Dataset records -
----

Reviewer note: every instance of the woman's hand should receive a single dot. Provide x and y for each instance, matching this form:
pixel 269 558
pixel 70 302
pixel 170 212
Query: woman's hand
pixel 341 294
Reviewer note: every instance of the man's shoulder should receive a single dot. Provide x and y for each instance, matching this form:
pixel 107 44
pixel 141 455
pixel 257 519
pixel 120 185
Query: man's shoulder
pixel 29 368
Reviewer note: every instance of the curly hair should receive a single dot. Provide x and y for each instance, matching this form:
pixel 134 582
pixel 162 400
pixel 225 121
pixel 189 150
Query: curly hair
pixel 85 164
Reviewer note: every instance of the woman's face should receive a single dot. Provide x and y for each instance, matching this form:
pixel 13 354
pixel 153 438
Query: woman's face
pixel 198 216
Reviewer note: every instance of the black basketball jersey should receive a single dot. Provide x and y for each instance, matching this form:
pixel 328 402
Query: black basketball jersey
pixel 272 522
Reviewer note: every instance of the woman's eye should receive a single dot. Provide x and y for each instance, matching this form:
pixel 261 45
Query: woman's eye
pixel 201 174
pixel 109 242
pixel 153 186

----

Task requirements - Reproduce the records verbatim, starting with the line containing "Reviewer note: every instance of the woman's eye" and continuing through the last line of the records, including both ends.

Task answer -
Reviewer note: every instance of the woman's eye should receive a single dot. Provide x and y for each instance, matching this form:
pixel 261 45
Query: woman's eye
pixel 201 174
pixel 109 242
pixel 153 186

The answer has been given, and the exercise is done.